§ **What to work on**:
Which lines in the records below contain the word "cobblestone"? Locate each one and copy it in full.

§ **Task input**:

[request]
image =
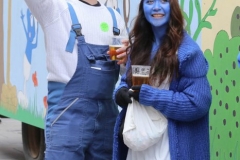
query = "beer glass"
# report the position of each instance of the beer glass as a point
(115, 44)
(140, 74)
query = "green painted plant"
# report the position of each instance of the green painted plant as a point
(224, 77)
(202, 22)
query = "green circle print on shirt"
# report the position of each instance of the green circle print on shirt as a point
(104, 27)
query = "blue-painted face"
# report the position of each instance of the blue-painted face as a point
(157, 12)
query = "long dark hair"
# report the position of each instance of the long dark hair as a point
(141, 39)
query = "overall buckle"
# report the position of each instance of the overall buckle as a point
(77, 28)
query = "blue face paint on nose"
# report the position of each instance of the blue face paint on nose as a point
(157, 12)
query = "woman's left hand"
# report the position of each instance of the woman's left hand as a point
(122, 54)
(134, 92)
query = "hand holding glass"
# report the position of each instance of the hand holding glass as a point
(140, 74)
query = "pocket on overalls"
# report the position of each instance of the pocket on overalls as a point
(102, 78)
(64, 134)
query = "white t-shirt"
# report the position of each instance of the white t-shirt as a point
(55, 20)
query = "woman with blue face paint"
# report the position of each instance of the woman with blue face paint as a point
(158, 39)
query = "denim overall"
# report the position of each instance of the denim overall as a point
(82, 113)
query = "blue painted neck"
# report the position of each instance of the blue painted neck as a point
(159, 33)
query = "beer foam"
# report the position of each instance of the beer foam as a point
(140, 75)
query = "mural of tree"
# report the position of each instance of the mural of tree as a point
(1, 47)
(9, 99)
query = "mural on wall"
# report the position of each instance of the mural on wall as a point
(221, 48)
(1, 47)
(31, 34)
(8, 95)
(21, 98)
(215, 25)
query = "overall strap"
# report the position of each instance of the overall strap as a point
(116, 31)
(75, 29)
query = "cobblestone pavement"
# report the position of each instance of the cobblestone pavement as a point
(10, 140)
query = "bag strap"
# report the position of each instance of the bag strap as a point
(76, 29)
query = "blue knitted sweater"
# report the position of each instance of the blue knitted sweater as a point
(186, 105)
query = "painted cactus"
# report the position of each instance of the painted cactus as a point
(235, 22)
(202, 21)
(224, 77)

§ **Expected answer**:
query = "cobblestone pavement"
# report the position of each instance of the cobblestone pavement as a point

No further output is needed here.